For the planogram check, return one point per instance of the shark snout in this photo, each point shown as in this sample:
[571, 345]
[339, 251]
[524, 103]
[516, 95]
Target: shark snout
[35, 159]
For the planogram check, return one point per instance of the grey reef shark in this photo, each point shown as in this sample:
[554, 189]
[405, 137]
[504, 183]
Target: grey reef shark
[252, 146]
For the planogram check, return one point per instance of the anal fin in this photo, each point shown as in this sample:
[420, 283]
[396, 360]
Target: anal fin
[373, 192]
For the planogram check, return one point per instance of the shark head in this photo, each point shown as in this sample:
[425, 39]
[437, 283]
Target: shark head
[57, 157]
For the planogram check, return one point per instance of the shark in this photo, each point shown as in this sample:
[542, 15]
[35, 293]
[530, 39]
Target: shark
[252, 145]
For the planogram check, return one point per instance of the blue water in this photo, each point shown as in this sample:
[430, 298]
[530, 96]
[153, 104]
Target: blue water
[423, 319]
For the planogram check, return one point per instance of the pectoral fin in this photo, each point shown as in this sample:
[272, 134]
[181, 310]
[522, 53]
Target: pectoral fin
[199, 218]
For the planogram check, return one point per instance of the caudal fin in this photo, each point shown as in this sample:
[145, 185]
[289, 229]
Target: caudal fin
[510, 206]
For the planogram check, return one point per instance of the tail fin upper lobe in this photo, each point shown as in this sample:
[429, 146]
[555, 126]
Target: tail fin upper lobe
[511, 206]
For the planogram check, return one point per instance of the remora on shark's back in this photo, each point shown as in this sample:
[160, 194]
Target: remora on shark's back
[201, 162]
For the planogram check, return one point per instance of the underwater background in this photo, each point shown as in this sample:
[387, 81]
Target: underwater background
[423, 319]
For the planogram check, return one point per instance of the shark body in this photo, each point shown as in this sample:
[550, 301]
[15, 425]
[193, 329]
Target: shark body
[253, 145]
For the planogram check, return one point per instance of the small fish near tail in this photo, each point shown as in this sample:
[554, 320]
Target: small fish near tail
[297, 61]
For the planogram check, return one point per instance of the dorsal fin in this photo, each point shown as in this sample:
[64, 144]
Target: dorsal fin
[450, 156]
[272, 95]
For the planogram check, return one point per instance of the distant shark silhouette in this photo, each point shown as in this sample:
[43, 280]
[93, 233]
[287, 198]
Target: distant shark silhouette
---
Exercise requirements: Rewrite all of the lines above, substituting "inventory audit" for every occurrence of "planogram check" and leaving everything else unchanged.

Written response:
For the inventory audit, return one point per instance of the shark snout in this photo, each point shown as in this sample:
[571, 345]
[339, 251]
[524, 103]
[516, 95]
Target: shark snout
[35, 159]
For the inventory audit, return one point per instance of the grey reef shark in this photo, each point shown as in this sample:
[554, 189]
[405, 137]
[504, 183]
Target: grey reef shark
[252, 146]
For the inventory audit, return one point per instance of the anal fin in this photo, each point shown as in this sample:
[420, 283]
[396, 360]
Target: anal fin
[373, 192]
For the inventory audit, return one point per instance of the shark head in this photo, each point shown as in this sample:
[425, 39]
[437, 283]
Target: shark head
[57, 157]
For the inventory audit, return one point per instance of the shark in this photo, each point shown as in this sample:
[542, 15]
[35, 293]
[530, 39]
Target: shark
[252, 145]
For the inventory audit, return one point per instance of the blue water in this photo, each point shown as in this sample:
[430, 298]
[530, 96]
[153, 104]
Target: blue water
[423, 319]
For the inventory audit, return one point per instance of the pectoral fin in this photo, each point shown as in this sample:
[272, 134]
[181, 310]
[522, 53]
Target: pectoral fin
[199, 218]
For the inventory audit, return one point per instance of the caudal fin in this photo, each point shown as in this sample:
[145, 185]
[289, 229]
Target: caudal fin
[510, 206]
For the inventory audit, return one point per instance of the tail fin upper lobe in this photo, each point shown as in this sample:
[429, 146]
[555, 126]
Target: tail fin upper lobe
[511, 206]
For the inventory audit, return one point per instance of the remora on shark's back in this photo, each point shown as in this sample:
[160, 194]
Target: remora on shark's back
[201, 162]
For the inventory audit, return one point per instance of the underwater background in this photo, each point shown as in this sample:
[387, 81]
Target: underwater background
[423, 319]
For the inventory audit, return one point per instance of the shark body in this photo, each point shown as in this sample:
[550, 301]
[15, 425]
[193, 329]
Target: shark body
[253, 145]
For the inventory audit, return one point per instance of the small fish near tail in this photo, each point shown as in this sample:
[554, 320]
Target: small fish near tail
[297, 61]
For the inventory audit, return one point per instance of the dorsal fin in this photo, each point shown as in this sample:
[64, 144]
Target: dorsal fin
[450, 156]
[272, 95]
For the inventory audit, return one point per instance of the distant shark silhouette in this photo, each point shown as in this sample:
[43, 280]
[93, 233]
[287, 198]
Target: distant shark silhouette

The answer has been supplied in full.